This is a quick rundown on the demos that form part of 'gittalk.notes' in my 'git-notes' repo, (a presentation which can be seen in 'rendered' form at

The demos are a kludge, make no mistake. Their primary purpose is to avoid actually typing in a series of commands -- they save time as well as make sure I don't forget a step in the demo.

This doesn't apply to the GUI parts -- I can't script them so easily, but that's fine; the level of my audience is usually such that they would want to see this being done properly. YMMV.


In the (currently empty) directory called "external", get a clone of cobbler:

cd external
git clone git://

I wanted a real-life project that wasn't too big in size or too complex in activity, and cobbler was the first one I explored that fit the bill. There is nothing special about cobbler otherwise. However, a lot of the actual demos now depend on cobbler (for example, some pieces have hardcoded SHAs; they allow me to directly jump to bits of the commit tree that are useful in pointing out various aspects of git)

**AVAILABLE DATA**
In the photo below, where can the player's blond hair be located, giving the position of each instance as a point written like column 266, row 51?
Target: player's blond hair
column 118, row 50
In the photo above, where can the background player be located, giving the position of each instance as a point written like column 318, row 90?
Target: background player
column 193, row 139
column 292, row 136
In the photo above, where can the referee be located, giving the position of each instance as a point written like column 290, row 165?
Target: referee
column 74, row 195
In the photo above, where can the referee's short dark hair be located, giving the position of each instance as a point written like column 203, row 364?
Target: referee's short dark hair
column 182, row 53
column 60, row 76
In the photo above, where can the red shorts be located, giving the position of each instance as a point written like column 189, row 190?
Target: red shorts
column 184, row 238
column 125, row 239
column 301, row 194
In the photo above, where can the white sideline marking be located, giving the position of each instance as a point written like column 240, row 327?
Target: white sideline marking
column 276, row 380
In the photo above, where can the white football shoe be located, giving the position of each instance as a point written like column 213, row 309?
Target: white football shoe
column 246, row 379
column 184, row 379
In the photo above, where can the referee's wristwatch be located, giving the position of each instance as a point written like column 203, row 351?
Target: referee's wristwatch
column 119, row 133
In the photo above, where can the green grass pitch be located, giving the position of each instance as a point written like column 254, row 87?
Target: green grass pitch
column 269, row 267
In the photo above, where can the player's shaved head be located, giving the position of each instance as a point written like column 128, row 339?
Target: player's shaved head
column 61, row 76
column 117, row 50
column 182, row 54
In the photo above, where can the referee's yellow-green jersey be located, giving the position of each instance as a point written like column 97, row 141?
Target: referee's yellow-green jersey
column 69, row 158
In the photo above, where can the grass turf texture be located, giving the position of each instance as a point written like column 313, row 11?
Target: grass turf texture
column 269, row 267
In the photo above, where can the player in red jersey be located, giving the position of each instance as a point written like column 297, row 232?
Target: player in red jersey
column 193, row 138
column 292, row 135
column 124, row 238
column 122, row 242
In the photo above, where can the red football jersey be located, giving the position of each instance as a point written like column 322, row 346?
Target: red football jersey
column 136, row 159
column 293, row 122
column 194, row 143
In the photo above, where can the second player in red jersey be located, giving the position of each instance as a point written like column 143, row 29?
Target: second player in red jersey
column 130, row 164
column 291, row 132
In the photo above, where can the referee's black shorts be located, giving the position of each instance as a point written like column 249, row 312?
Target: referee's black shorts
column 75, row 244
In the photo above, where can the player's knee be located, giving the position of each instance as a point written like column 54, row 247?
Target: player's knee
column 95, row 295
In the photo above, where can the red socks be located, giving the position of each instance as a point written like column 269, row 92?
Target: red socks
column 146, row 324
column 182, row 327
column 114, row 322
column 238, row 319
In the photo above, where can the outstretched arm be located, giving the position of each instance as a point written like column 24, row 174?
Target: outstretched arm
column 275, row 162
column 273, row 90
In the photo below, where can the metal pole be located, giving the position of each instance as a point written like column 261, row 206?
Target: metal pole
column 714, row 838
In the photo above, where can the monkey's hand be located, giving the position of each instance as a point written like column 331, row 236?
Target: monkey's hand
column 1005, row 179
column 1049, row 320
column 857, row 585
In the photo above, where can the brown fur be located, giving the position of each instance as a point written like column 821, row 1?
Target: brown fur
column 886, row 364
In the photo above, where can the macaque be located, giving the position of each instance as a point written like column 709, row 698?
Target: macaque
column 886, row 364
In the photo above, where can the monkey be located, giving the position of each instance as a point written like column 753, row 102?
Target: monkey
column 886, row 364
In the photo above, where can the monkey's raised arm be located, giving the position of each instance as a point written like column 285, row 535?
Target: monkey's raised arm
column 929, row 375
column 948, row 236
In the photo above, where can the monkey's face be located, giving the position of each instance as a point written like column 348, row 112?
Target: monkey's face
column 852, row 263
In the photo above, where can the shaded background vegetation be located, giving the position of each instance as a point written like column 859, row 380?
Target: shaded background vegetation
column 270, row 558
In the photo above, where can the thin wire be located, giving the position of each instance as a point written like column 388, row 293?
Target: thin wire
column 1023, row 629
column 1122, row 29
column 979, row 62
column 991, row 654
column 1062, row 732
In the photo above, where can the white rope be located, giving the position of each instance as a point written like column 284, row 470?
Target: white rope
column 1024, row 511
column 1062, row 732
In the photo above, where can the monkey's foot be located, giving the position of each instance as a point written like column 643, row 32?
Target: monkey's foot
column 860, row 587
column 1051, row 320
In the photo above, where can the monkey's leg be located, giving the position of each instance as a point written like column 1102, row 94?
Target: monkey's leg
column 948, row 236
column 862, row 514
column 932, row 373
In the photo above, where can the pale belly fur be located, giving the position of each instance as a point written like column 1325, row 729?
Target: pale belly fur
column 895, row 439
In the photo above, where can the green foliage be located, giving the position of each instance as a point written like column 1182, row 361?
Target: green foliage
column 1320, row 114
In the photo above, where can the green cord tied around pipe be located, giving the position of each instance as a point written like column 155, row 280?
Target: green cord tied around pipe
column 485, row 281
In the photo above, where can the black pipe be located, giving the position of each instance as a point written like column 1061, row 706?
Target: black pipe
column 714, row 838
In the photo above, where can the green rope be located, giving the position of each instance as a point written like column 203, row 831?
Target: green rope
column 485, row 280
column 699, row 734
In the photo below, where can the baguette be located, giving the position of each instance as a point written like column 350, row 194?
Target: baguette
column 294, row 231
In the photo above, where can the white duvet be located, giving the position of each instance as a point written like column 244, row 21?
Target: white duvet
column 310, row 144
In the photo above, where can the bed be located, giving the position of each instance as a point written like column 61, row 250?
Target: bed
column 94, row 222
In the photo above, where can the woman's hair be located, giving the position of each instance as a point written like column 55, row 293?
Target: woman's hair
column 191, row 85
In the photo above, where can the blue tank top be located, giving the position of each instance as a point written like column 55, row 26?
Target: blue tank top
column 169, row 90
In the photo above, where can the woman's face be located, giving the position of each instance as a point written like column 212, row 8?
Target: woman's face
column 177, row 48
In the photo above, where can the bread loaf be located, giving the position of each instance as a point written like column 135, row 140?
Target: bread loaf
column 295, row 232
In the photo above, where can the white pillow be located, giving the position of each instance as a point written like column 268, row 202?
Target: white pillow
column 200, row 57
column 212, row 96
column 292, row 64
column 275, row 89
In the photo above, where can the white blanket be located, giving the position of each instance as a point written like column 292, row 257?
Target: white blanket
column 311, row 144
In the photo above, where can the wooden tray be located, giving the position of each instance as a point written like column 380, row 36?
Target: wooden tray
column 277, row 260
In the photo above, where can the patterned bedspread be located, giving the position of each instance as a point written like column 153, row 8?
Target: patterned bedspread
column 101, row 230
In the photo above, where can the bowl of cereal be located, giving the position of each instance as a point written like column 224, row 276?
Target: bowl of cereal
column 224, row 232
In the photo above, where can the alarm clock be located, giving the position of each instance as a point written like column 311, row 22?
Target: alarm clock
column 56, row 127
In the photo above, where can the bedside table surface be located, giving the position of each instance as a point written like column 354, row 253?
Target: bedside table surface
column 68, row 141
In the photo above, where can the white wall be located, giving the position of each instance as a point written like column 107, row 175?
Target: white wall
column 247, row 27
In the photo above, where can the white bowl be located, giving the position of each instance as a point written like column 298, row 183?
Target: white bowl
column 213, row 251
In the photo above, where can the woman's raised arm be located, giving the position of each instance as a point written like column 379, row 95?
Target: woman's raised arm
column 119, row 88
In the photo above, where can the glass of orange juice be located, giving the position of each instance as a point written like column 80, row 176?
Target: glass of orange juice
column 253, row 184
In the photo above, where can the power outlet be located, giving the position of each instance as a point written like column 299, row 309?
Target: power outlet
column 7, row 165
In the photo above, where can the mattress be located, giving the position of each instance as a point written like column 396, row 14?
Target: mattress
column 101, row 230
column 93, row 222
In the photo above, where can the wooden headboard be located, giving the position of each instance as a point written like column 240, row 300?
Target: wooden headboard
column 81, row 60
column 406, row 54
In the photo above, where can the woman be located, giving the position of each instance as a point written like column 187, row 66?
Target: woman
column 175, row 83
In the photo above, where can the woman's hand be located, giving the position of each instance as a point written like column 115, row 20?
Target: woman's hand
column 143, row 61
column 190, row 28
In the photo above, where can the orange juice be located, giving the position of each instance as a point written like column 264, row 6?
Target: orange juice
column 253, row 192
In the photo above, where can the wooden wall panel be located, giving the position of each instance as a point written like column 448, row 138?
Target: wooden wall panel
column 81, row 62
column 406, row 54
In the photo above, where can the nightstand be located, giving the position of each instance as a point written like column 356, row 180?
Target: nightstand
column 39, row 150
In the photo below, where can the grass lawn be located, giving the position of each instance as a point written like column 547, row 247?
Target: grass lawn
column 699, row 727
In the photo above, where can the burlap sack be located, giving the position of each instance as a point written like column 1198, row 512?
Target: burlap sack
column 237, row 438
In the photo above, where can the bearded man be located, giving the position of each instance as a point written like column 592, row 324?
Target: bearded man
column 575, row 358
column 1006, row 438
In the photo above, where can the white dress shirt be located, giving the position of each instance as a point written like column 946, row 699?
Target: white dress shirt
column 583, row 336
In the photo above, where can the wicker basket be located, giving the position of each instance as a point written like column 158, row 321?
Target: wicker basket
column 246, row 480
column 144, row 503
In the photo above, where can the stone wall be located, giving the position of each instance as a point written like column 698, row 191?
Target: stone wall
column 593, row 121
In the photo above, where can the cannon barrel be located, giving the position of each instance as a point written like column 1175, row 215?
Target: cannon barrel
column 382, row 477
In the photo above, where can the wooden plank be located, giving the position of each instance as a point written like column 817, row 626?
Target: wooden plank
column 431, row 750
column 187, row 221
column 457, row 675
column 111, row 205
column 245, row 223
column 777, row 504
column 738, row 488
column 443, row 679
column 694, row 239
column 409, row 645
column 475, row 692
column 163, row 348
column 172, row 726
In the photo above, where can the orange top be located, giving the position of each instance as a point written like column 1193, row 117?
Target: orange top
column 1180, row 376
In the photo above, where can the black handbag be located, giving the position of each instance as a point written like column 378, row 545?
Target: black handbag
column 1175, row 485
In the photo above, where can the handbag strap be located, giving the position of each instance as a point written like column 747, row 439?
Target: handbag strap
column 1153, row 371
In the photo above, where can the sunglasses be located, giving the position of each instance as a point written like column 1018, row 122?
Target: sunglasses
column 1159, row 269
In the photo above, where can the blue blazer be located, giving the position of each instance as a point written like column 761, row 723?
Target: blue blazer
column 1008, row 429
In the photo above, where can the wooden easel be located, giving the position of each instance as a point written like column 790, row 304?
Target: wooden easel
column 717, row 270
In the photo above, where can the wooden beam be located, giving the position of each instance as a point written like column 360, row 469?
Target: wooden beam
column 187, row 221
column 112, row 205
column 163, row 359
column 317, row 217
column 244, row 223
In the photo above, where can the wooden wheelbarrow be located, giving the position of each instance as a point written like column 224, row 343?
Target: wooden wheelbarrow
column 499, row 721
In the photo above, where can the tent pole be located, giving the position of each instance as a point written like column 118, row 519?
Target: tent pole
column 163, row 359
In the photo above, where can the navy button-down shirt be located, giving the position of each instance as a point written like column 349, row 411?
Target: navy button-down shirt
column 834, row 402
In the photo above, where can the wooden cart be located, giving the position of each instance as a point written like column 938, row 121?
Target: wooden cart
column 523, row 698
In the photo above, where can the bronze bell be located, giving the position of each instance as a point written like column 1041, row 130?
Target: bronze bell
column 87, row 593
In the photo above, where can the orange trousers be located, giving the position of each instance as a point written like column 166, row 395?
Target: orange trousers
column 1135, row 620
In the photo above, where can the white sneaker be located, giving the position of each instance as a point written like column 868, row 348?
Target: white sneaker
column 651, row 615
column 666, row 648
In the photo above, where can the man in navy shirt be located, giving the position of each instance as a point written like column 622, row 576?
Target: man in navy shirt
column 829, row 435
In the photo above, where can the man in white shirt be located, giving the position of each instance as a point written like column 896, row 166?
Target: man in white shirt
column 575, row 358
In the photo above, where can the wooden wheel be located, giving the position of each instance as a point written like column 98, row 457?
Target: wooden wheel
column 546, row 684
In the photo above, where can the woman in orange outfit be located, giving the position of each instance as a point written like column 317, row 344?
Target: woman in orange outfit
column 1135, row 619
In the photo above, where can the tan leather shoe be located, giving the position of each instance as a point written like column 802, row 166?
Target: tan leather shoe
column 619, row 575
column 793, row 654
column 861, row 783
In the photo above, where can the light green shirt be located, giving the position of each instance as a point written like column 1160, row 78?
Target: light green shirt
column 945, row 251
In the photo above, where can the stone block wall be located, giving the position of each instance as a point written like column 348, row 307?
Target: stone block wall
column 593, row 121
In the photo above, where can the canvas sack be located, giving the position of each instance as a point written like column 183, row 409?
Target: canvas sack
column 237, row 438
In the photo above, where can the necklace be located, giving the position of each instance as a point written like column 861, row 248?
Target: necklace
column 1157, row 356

**WORK INSTRUCTIONS**
1. Reproduce the stretch of the git demos excerpt from "In the (currently" through "aspects of git)" word for word.
2. Format the stretch of the entries from the line containing "In the photo above, where can the black pipe" through the line containing "column 177, row 48" as a JSON list of strings, one string per line, with blank lines omitted.

**IN RESPONSE**
1.
In the (currently empty) directory called "external", get a clone of cobbler:

cd external
git clone git://

I wanted a real-life project that wasn't too big in size or too complex in activity, and cobbler was the first one I explored that fit the bill. There is nothing special about cobbler otherwise. However, a lot of the actual demos now depend on cobbler (for example, some pieces have hardcoded SHAs; they allow me to directly jump to bits of the commit tree that are useful in pointing out various aspects of git)

2.
[
  "In the photo above, where can the black pipe be located, giving the position of each instance as a point written like column 1061, row 706?",
  "Target: black pipe",
  "column 714, row 838",
  "In the photo above, where can the green rope be located, giving the position of each instance as a point written like column 203, row 831?",
  "Target: green rope",
  "column 485, row 280",
  "column 699, row 734",
  "In the photo below, where can the baguette be located, giving the position of each instance as a point written like column 350, row 194?",
  "Target: baguette",
  "column 294, row 231",
  "In the photo above, where can the white duvet be located, giving the position of each instance as a point written like column 244, row 21?",
  "Target: white duvet",
  "column 310, row 144",
  "In the photo above, where can the bed be located, giving the position of each instance as a point written like column 61, row 250?",
  "Target: bed",
  "column 94, row 222",
  "In the photo above, where can the woman's hair be located, giving the position of each instance as a point written like column 55, row 293?",
  "Target: woman's hair",
  "column 191, row 85",
  "In the photo above, where can the blue tank top be located, giving the position of each instance as a point written like column 55, row 26?",
  "Target: blue tank top",
  "column 169, row 90",
  "In the photo above, where can the woman's face be located, giving the position of each instance as a point written like column 212, row 8?",
  "Target: woman's face",
  "column 177, row 48"
]